> _STATED EXERCISE_
Nothing but the lines from the one containing "Point to the concrete" through the last line should be written out, please, exactly as they stand.

[BEGIN MATERIAL FOR THIS TASK]

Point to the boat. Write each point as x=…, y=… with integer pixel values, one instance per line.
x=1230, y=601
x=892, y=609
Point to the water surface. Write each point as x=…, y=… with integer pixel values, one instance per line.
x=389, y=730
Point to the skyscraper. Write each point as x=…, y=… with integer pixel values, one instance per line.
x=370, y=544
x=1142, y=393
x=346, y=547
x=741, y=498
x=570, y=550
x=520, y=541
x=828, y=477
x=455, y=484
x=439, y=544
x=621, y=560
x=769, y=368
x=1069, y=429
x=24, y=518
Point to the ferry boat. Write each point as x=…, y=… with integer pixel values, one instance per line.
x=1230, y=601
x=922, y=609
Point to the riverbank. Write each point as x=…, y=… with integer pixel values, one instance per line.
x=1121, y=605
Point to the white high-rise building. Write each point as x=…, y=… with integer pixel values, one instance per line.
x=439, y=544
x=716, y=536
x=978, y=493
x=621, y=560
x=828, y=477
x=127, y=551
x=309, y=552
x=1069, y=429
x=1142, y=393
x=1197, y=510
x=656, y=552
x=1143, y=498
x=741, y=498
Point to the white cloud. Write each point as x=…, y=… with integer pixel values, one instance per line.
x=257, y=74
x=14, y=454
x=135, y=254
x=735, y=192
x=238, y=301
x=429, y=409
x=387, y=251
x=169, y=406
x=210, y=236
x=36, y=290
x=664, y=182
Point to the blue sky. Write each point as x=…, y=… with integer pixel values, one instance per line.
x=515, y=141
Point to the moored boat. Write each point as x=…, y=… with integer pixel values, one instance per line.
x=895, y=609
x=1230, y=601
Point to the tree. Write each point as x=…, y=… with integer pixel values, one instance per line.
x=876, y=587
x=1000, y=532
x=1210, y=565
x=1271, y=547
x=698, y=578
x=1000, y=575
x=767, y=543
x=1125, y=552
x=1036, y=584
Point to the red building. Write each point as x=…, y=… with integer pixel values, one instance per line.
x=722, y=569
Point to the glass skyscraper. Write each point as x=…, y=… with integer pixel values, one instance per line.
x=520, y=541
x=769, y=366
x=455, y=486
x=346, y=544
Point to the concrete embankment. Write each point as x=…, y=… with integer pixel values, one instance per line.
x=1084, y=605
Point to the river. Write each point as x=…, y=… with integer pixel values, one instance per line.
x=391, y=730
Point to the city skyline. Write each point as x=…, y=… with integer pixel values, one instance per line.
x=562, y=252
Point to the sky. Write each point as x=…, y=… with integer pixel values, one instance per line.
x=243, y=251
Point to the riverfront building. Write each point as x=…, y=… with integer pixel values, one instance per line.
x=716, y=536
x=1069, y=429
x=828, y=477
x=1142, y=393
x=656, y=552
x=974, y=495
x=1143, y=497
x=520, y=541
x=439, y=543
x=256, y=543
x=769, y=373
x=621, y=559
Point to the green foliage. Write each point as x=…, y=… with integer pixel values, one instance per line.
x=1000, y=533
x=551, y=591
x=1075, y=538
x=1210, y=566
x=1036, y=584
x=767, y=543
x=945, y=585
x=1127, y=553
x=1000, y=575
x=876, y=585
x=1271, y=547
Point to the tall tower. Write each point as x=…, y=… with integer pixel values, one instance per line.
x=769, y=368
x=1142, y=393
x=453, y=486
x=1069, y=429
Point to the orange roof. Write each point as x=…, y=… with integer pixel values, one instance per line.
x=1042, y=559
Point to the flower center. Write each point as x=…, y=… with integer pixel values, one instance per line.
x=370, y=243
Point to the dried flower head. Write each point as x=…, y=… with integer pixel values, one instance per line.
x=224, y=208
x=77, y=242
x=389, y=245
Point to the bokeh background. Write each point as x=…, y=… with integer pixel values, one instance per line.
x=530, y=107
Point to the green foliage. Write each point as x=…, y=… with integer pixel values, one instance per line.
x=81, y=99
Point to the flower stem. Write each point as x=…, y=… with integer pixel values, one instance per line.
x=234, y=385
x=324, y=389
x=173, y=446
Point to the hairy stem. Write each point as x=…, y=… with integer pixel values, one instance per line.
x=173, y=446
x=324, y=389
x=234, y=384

[END MATERIAL FOR THIS TASK]

> _TASK ANSWER_
Point to the concrete embankment. Write each point as x=…, y=… with integer pixel values, one instance per line.
x=1084, y=605
Point to the river. Write each point as x=…, y=… with integer pixel values, one instance per line.
x=391, y=730
Point to the city skyline. Write each point as x=…, y=… with integer pixel values, one instance per line.
x=562, y=252
Point to the sky. Write each point as x=…, y=… with integer pixel values, one instance per line.
x=243, y=251
Point to the riverfront building. Write each point as x=…, y=… with integer pixel values, one instance per line.
x=716, y=536
x=1069, y=429
x=828, y=477
x=1142, y=393
x=656, y=552
x=974, y=495
x=1143, y=497
x=520, y=541
x=439, y=543
x=256, y=543
x=769, y=373
x=621, y=559
Point to the green foliage. Write each point as x=…, y=… with integer pixel values, one instance per line.
x=1000, y=533
x=551, y=591
x=1075, y=538
x=1210, y=566
x=1036, y=584
x=767, y=543
x=945, y=585
x=1127, y=553
x=1000, y=575
x=876, y=585
x=1271, y=547
Point to the tall tower. Write each point as x=…, y=… with integer pixel values, one instance per line.
x=769, y=368
x=1142, y=393
x=453, y=486
x=1069, y=429
Point to the orange roof. Write each point as x=…, y=… with integer pixel values, one instance per line.
x=1042, y=559
Point to the flower center. Write each point as x=…, y=… with integer pixel values, one instance per line.
x=370, y=243
Point to the dried flower head. Write each point as x=…, y=… with integer pixel values, one instance per line.
x=224, y=208
x=77, y=242
x=389, y=245
Point to the bokeh background. Write each point as x=…, y=… with integer pixel values, one instance per line.
x=530, y=107
Point to the green foliage. Write each point as x=…, y=… with integer pixel values, one instance per line.
x=81, y=99
Point to the flower stem. Write each point as x=…, y=… with integer pixel values, one instance per line.
x=234, y=385
x=324, y=389
x=173, y=446
Point to the hairy stem. Write each point as x=…, y=… with integer pixel values, one instance per line.
x=173, y=446
x=324, y=389
x=234, y=384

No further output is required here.